Not as sinful as it sounds, but this may offend the devoutly ethical.

I've been stealing from work.

Oh, pft. It's a completely natural thing to do, especially in an office setting, with all those Post-Its, ballpoint pens, and miscellaenous dodads that slip so damn easily up shirt sleeves, pant legs, body orifices, what have you. In fact, it might even be argued that one is compelled by law to steal office supplies from one's workplace, but the specifics are for another day ...

I've been grabbing paperclips. Pens, Post-Its, erasers, pencils, I have and mine are cooler, besides. Now, these paperclips -- which I've been sliding off notebooks, file folders where no one important would really miss them, as I keep telling myself -- are something.

* [Recorded information]:
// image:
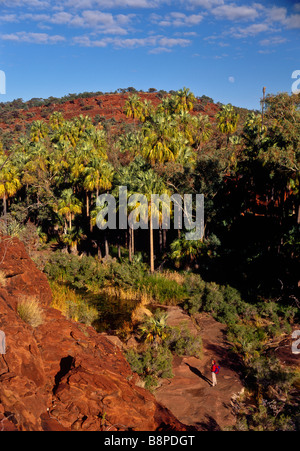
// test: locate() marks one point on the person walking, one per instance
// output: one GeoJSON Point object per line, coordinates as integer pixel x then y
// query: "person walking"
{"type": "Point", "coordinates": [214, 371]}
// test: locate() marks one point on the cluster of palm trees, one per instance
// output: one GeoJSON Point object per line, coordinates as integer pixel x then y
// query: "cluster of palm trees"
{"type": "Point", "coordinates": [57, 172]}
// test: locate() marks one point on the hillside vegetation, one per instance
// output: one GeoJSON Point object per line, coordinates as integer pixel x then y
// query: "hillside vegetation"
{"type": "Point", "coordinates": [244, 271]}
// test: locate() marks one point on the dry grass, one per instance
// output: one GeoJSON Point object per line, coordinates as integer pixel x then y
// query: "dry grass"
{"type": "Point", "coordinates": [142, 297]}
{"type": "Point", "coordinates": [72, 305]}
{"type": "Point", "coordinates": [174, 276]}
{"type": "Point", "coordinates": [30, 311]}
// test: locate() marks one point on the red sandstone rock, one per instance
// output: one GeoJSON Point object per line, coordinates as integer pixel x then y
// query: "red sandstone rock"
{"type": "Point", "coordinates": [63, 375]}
---
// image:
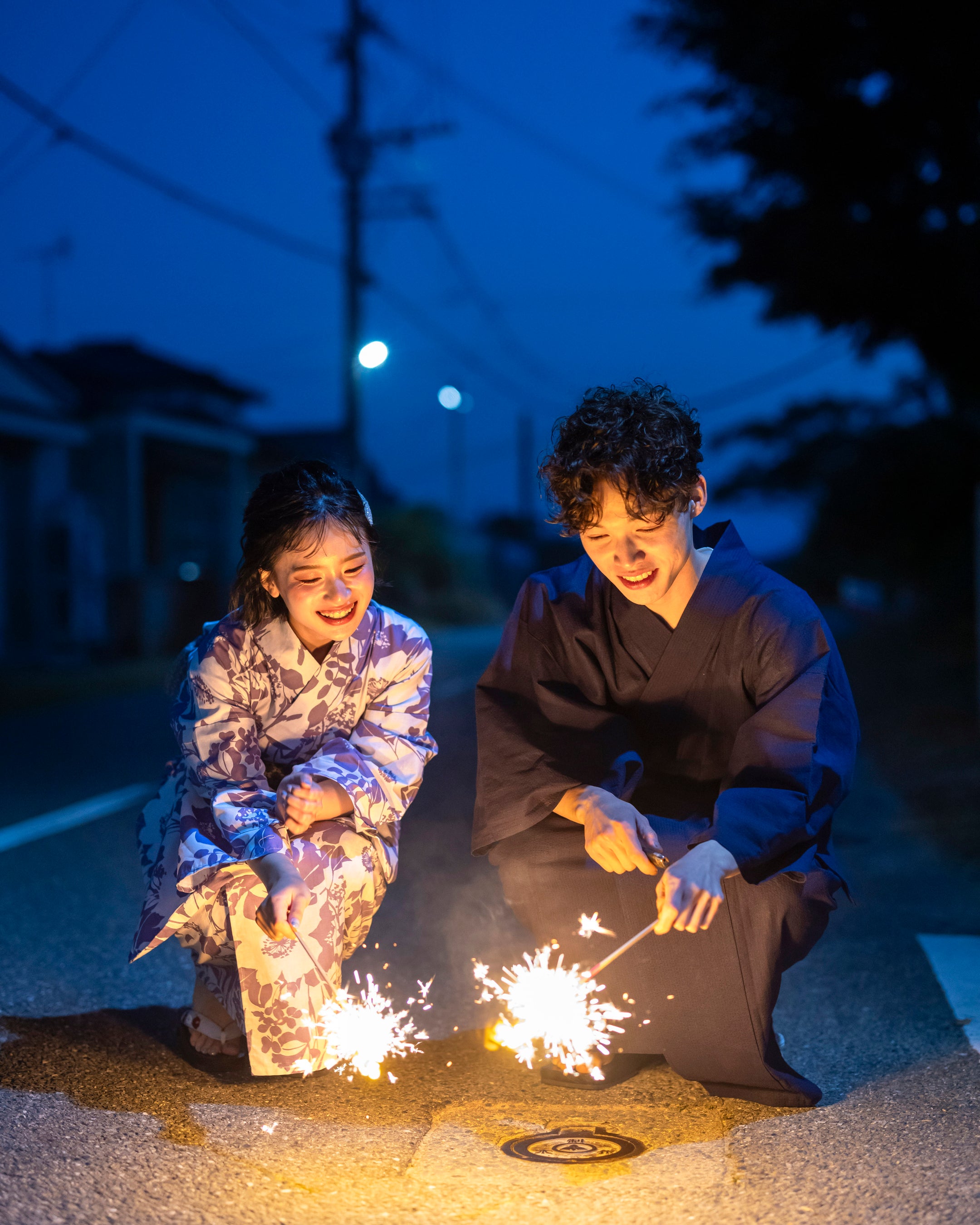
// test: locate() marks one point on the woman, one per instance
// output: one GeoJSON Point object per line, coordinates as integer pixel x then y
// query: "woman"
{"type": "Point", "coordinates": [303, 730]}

* [Tasks for this exercise]:
1. In the post about stealing from work, what office supply does the writer say they have been grabbing?
2. Reproduce the stretch of the post about stealing from work from "I've been grabbing" through "-- are something.".

* [Worked answers]:
1. Paperclips.

2.
I've been grabbing paperclips. Pens, Post-Its, erasers, pencils, I have and mine are cooler, besides. Now, these paperclips -- which I've been sliding off notebooks, file folders where no one important would really miss them, as I keep telling myself -- are something.